* Aufgabe und Anforderungen:
Schreibe die folgenden Daten vollständig ab und tausche dabei überall „sample array“ gegen „reference array“ aus; alles Übrige bleibt unverändert. Lass die Bilder in der Antwort weg.

#### Rohdaten

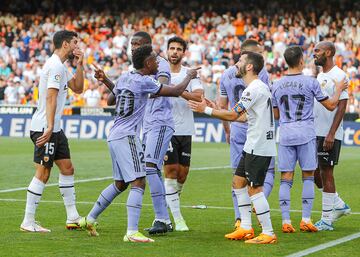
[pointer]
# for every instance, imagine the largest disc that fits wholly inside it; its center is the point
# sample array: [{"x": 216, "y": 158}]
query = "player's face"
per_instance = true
[
  {"x": 175, "y": 53},
  {"x": 72, "y": 45},
  {"x": 152, "y": 63},
  {"x": 136, "y": 42},
  {"x": 241, "y": 67},
  {"x": 319, "y": 56}
]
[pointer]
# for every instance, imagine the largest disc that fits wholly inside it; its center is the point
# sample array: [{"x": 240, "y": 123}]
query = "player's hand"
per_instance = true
[
  {"x": 198, "y": 106},
  {"x": 211, "y": 104},
  {"x": 329, "y": 142},
  {"x": 342, "y": 84},
  {"x": 79, "y": 56},
  {"x": 192, "y": 73},
  {"x": 99, "y": 73},
  {"x": 44, "y": 138}
]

########

* Antwort:
[pointer]
# for every instance, imagine the largest disc that fits wholly inside it; its center is the point
# reference array: [{"x": 216, "y": 158}]
query = "player's face"
per_instance = true
[
  {"x": 175, "y": 53},
  {"x": 72, "y": 45},
  {"x": 152, "y": 63},
  {"x": 136, "y": 42},
  {"x": 241, "y": 67},
  {"x": 319, "y": 56}
]
[pointer]
# for every instance, imagine the largest disc that fits wholly inside it; its center is the point
# reference array: [{"x": 240, "y": 123}]
query = "player's hand"
per_instance = true
[
  {"x": 198, "y": 106},
  {"x": 211, "y": 104},
  {"x": 329, "y": 142},
  {"x": 342, "y": 84},
  {"x": 79, "y": 56},
  {"x": 192, "y": 73},
  {"x": 99, "y": 73},
  {"x": 44, "y": 138}
]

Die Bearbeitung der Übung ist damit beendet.